◆ **What the task asks**:
Rewrite the part of the extubation criteria text below, starting at "Extubation Strategies and" and ending at "must be present.", with "cooperative" changed to "responsive".

◆ **Text section**:
════════

Extubation Strategies and Criteria

Extubation Strategies

Extubation Criteria

Routine Extubation Criteria (Normal Airway)
  1. CNS Criteria:

    • Patient must be awake and cooperative.

    • Protective reflexes (cough, gag, and swallow) must be present.

  2. Ventilation and Oxygenation Criteria:

    • Patient is breathing spontaneously.

    • Respiratory rate less than 25/min.

    • Tidal volume at least 5 ml/kg.

    • Vital capacity at least 15 ml/kg.

    • Arterial pH greater than 7.35.

    • Arterial PaCO2PaCO_2 less than or equal to 50 mmHg.

    • Oxyhemoglobin saturation greater than or equal to 90%.

  3. Neuromuscular Criteria:

    • Patient has unassisted head lift greater than 5 seconds.

    • Full reversal from neuromuscular relaxant drug blockade documented via nerve stimulator testing.

Terminology

  • Tidal Volume: The amount of air inhaled and exhaled during normal breathing.

  • Vital Capacity: The maximum amount of air exhaled after a full inhalation.

  • Residual Volume: The amount of air remaining in the lungs after a maximal exhalation.

Extubation Criteria Following a Difficult Intubation

Type I Causes (Reversible)
  • If the difficult intubation was caused by a reversible phenomenon, that cause must be eliminated, and the airway returned to its normal anatomical configuration prior to extubation.

  • Examples:

    • Trauma

    • Bleeding

    • Laryngeal edema (trauma, burns, angioedema, toxic irritation)

    • Airway distorted by a foreign body

    • Airway distorted by abscess, infection, hematoma, or tumor

  • Reversal of transient causes can be verified by:

    • Physical examination

    • Direct laryngoscopy

    • Fiberoptic evaluation

    • Video laryngoscope observation

    • Review of appropriate radiographic tests

  • Criterion for extubation: Resolution of the pathology or abnormality to normal airway anatomy.

Type II Causes (Irreversible)
  • If the difficult intubation was caused by an irreversible phenomenon, the practitioner must define the cause of the difficulty and its exact effect on the patient’s airway anatomy, prior to extubation.

  • A detailed plan to deal with all anticipated contingencies must be made, and all special airway equipment and personnel must be on hand prior to extubation.

  • Sometimes, establishing an elective surgical airway prior to extubation is the best or only plan.

  • Examples:

    • Craniofacial abnormalities

    • Arthritis affecting neck mobility and positioning and/or the laryngeal anatomy

    • Obesity affecting neck mobility as well as oral and pharyngeal anatomy

    • Laryngeal pathology (cricoarytenoid arthritis, laryngomalacia, postoperative surgical changes)

════════

◆ **Given information**:
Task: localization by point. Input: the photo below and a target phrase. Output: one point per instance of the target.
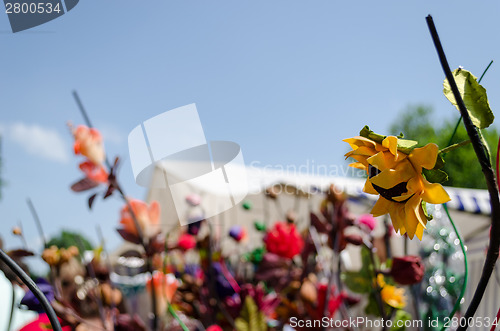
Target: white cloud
(111, 134)
(39, 141)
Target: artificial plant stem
(378, 297)
(134, 217)
(460, 119)
(91, 272)
(12, 306)
(174, 314)
(466, 272)
(480, 150)
(34, 288)
(484, 72)
(450, 148)
(110, 269)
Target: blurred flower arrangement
(296, 271)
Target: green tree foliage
(418, 123)
(67, 239)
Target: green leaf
(402, 316)
(404, 145)
(372, 306)
(439, 161)
(426, 213)
(250, 319)
(435, 175)
(474, 96)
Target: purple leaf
(84, 185)
(129, 236)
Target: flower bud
(407, 270)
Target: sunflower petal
(391, 177)
(434, 193)
(381, 207)
(424, 156)
(391, 143)
(369, 188)
(357, 165)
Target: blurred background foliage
(417, 122)
(67, 238)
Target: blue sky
(287, 80)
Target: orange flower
(148, 217)
(97, 173)
(88, 142)
(165, 287)
(391, 295)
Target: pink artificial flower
(148, 217)
(88, 142)
(284, 240)
(186, 242)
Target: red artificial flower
(284, 240)
(214, 328)
(148, 217)
(165, 287)
(334, 302)
(43, 323)
(186, 242)
(407, 270)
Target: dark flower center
(389, 193)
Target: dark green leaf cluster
(418, 123)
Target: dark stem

════════

◆ **Answer for this exercise**:
Extubation Strategies and Criteria

Extubation Strategies

Extubation Criteria

Routine Extubation Criteria (Normal Airway)
  1. CNS Criteria:

    • Patient must be awake and responsive.

    • Protective reflexes (cough, gag, and swallow) must be present.